[Rows from a dataset]
--- begin ---

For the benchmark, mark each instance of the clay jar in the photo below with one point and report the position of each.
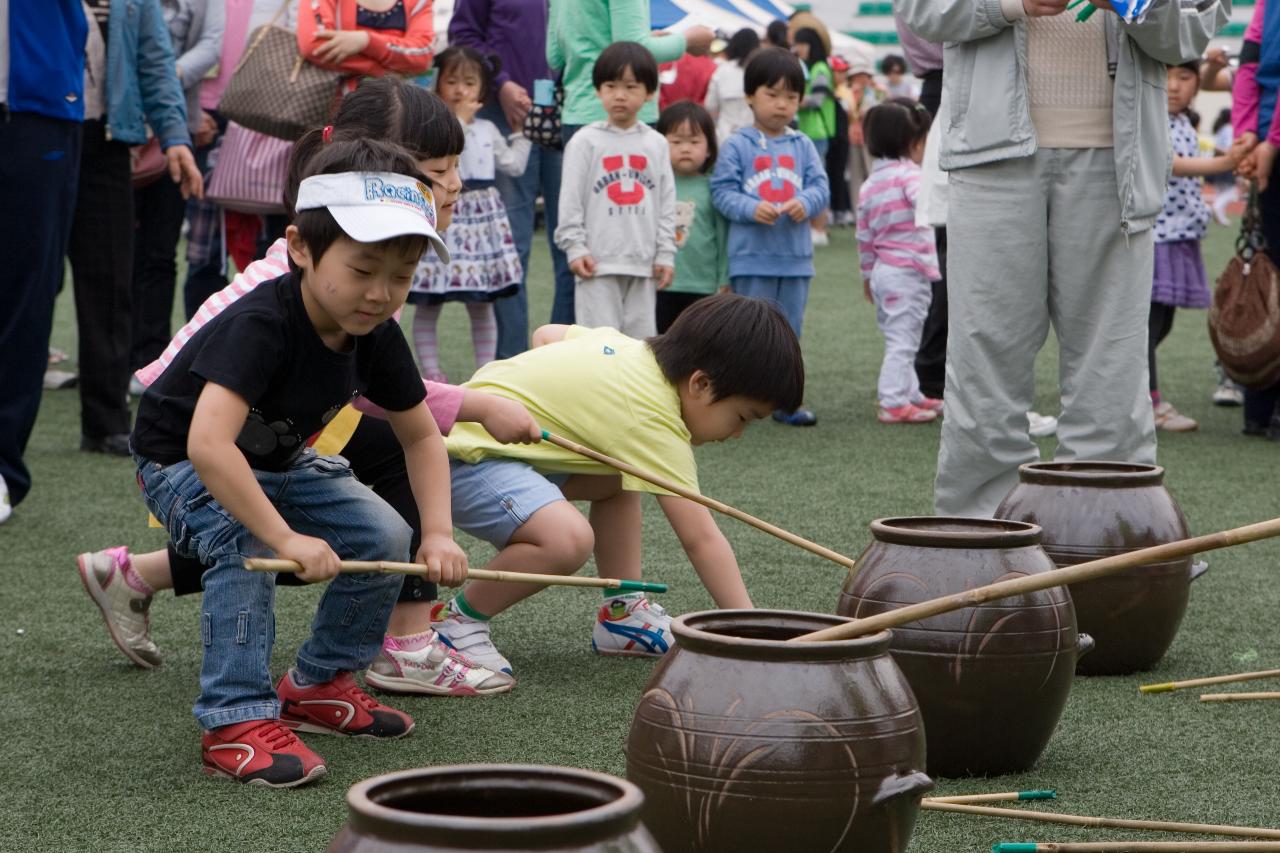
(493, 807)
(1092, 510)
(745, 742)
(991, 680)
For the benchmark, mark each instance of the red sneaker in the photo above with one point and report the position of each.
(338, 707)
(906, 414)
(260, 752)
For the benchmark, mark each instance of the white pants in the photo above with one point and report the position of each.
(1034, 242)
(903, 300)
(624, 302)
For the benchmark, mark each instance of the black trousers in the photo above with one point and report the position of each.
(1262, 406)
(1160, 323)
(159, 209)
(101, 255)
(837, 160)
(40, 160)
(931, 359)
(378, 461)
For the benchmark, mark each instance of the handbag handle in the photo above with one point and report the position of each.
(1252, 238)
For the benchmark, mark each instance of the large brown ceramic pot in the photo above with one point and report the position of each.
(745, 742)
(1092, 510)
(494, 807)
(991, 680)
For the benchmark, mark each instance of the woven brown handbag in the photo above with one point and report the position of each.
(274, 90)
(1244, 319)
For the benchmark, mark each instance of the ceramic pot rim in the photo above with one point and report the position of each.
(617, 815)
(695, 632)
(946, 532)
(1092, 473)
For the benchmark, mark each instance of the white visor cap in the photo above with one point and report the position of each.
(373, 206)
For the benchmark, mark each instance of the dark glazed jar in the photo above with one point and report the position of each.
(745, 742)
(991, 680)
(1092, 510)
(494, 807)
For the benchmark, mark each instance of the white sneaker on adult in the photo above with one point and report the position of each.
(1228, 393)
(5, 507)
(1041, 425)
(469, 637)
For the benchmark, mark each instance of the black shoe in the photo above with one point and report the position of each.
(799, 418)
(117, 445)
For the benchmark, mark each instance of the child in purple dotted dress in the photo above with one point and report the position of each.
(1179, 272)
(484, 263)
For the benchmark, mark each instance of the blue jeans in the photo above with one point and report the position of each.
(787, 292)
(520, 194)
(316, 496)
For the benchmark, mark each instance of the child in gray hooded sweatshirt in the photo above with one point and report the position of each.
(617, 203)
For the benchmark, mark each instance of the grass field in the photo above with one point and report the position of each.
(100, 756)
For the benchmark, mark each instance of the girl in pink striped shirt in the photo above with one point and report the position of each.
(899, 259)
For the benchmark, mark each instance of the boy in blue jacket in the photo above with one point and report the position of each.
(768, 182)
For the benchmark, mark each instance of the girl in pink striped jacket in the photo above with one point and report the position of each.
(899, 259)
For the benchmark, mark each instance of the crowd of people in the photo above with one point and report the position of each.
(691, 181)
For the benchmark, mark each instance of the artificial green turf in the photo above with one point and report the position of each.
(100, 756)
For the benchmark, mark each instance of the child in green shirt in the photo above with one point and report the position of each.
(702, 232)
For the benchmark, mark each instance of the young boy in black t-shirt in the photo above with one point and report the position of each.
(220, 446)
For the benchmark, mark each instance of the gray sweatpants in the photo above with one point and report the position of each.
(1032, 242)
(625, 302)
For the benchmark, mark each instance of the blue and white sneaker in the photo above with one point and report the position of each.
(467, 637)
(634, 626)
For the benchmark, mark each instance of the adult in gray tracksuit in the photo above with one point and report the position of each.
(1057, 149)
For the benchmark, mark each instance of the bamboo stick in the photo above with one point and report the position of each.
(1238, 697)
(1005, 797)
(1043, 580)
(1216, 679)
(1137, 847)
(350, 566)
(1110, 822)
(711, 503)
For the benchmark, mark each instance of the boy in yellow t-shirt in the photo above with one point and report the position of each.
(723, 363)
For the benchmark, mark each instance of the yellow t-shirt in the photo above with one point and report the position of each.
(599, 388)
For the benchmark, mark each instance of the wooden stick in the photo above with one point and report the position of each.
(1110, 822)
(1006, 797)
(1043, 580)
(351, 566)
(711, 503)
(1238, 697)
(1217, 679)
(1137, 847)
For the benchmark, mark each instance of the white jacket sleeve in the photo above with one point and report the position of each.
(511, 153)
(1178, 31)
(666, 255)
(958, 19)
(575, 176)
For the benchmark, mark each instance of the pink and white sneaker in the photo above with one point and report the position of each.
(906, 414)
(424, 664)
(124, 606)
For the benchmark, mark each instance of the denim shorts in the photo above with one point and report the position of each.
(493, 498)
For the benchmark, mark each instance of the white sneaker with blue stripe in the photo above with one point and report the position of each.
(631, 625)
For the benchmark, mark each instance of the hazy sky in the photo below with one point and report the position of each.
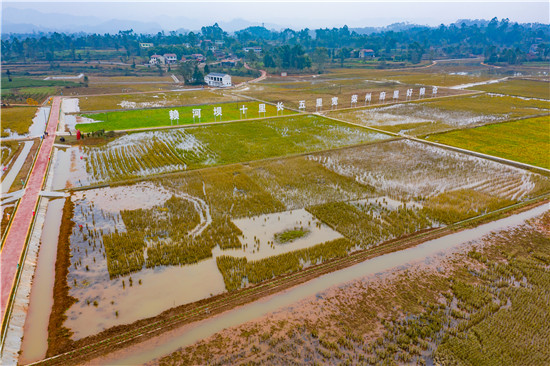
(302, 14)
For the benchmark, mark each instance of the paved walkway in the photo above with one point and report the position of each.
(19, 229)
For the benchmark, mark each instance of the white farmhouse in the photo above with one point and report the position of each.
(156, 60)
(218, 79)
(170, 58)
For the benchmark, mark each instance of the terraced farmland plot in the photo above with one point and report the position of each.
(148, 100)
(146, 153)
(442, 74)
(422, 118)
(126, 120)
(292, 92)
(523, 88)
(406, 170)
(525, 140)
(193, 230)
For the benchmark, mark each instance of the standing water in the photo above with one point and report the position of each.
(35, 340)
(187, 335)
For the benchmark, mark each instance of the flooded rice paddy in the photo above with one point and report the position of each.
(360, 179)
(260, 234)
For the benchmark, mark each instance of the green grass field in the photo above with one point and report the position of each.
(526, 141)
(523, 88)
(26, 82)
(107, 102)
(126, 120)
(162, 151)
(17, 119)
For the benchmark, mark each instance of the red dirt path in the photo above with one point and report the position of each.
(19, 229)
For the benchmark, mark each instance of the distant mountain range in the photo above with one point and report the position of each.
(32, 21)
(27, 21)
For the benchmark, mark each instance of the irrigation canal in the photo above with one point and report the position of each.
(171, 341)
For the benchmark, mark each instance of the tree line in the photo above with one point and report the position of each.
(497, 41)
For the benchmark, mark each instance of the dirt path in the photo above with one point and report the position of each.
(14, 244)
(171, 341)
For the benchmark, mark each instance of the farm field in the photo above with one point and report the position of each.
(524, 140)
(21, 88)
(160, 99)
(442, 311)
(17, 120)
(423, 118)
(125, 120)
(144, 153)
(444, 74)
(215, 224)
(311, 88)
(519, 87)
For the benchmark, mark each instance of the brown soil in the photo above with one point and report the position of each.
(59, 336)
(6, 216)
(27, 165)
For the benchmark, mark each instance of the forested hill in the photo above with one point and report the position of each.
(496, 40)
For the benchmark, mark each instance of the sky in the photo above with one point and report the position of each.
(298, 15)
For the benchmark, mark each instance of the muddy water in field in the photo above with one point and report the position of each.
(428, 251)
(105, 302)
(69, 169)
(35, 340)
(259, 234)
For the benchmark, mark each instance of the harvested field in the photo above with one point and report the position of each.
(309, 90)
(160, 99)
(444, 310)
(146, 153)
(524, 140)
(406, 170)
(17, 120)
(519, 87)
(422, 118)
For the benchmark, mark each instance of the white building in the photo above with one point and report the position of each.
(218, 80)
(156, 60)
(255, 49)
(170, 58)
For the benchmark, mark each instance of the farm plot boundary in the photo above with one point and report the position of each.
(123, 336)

--- end ---
--- begin ---

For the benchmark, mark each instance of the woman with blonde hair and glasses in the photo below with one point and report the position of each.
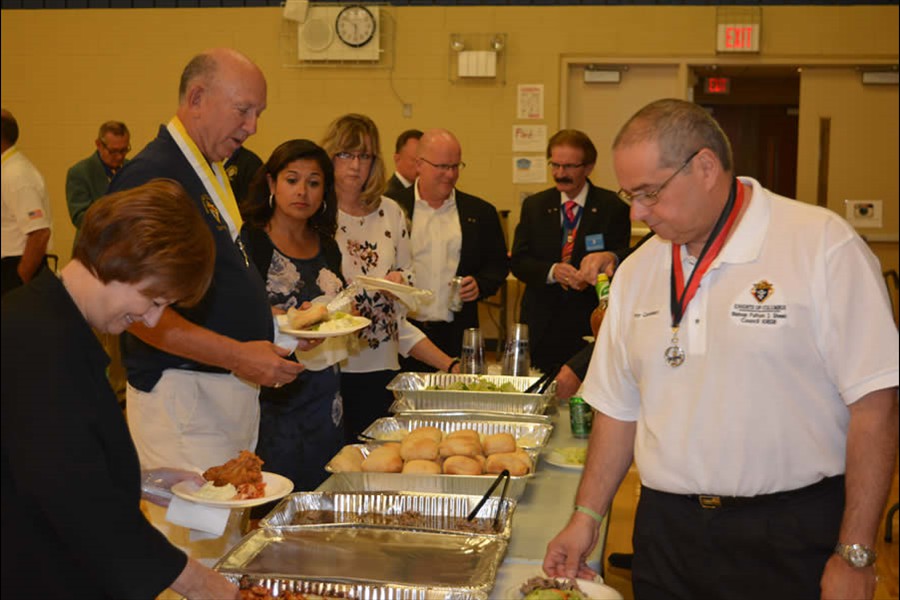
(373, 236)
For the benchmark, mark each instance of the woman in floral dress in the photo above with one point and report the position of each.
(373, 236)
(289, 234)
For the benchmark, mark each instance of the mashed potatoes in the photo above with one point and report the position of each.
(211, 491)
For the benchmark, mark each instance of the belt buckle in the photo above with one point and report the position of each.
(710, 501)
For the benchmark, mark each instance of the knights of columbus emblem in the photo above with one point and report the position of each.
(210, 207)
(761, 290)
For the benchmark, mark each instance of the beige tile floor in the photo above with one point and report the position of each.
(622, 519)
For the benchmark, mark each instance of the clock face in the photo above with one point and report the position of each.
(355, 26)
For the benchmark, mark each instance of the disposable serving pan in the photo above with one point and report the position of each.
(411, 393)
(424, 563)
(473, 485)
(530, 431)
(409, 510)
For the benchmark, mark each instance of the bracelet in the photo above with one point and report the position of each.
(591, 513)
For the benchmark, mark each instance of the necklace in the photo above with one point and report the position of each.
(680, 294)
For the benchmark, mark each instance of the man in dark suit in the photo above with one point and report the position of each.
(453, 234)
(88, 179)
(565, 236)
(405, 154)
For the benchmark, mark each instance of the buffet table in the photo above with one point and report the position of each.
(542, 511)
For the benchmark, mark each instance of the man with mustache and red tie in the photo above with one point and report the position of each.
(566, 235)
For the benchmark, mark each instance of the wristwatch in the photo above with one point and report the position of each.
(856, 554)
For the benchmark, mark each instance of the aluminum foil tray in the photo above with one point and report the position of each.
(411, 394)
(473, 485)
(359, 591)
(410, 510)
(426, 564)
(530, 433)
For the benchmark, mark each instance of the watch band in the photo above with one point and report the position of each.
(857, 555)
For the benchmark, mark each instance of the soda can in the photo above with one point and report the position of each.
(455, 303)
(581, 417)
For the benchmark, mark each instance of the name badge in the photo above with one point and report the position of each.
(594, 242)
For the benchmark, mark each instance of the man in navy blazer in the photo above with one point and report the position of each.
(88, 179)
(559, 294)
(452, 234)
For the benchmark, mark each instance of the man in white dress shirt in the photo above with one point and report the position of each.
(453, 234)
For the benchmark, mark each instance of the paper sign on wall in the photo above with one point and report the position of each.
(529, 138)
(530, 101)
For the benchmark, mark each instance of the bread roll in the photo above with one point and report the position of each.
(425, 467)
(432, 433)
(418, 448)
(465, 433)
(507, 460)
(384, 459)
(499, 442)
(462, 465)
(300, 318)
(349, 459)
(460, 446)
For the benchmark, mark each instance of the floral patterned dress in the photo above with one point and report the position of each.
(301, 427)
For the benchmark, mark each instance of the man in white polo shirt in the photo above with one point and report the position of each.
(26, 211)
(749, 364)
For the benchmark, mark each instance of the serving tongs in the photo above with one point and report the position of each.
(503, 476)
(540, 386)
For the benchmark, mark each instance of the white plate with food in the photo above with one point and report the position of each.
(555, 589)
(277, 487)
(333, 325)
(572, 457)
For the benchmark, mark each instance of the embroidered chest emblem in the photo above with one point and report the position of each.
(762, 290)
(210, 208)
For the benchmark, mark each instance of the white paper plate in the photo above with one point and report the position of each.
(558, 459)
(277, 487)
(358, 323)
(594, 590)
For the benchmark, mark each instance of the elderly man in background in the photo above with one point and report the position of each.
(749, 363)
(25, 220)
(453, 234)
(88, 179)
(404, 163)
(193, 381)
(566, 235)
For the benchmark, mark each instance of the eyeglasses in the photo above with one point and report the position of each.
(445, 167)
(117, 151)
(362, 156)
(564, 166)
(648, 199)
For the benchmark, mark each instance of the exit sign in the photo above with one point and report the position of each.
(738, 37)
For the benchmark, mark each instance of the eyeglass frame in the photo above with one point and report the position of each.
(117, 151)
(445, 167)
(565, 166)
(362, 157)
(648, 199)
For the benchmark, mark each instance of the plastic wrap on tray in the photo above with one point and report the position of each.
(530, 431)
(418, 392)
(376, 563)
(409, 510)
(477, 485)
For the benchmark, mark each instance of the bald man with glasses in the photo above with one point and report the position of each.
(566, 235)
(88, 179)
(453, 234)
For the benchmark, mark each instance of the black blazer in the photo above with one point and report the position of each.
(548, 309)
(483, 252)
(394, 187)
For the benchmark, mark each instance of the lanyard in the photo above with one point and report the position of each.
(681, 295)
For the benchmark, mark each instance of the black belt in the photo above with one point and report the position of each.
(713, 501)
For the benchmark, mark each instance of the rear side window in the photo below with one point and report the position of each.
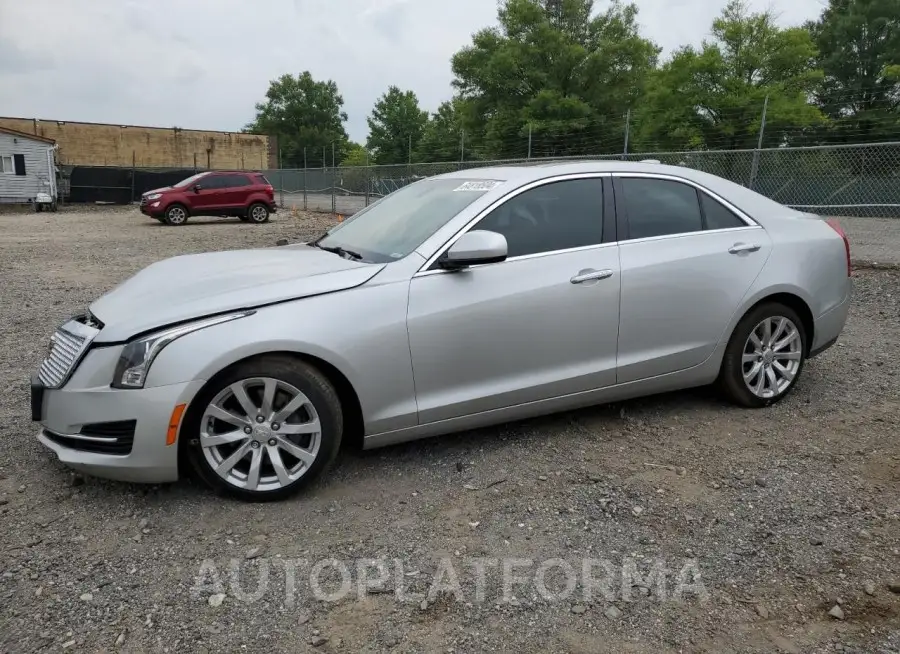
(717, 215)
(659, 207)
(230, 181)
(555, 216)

--- end ---

* [WHAT THE TASK ASKS]: Can you write out the material above again, starting at the line that contains "For the benchmark, mark each instance of the clay" and ending at the line that contains "(1252, 238)", with every coordinate shifted by -125 and the picture left out?

* [EXERCISE RESULT]:
For the benchmark, mark each instance of the clay jar in the photo below with one point and report the position of each.
(368, 682)
(967, 385)
(620, 617)
(866, 555)
For the benchmark, mark each instance of the red sneaker in the photo above with one point and report the position of each.
(213, 582)
(781, 289)
(135, 627)
For the benchmark, mark each instance of the white pants in the photo above with one point and report the position of each.
(909, 117)
(778, 175)
(499, 177)
For the benchmark, mark each instance of the black trousers in the photo above with one point and report the position of each.
(1137, 281)
(1035, 198)
(34, 84)
(-24, 130)
(712, 35)
(-85, 35)
(806, 234)
(253, 336)
For the benchmark, mark each instance of the handbag handle in the photo above with one point and report the position of each.
(1127, 113)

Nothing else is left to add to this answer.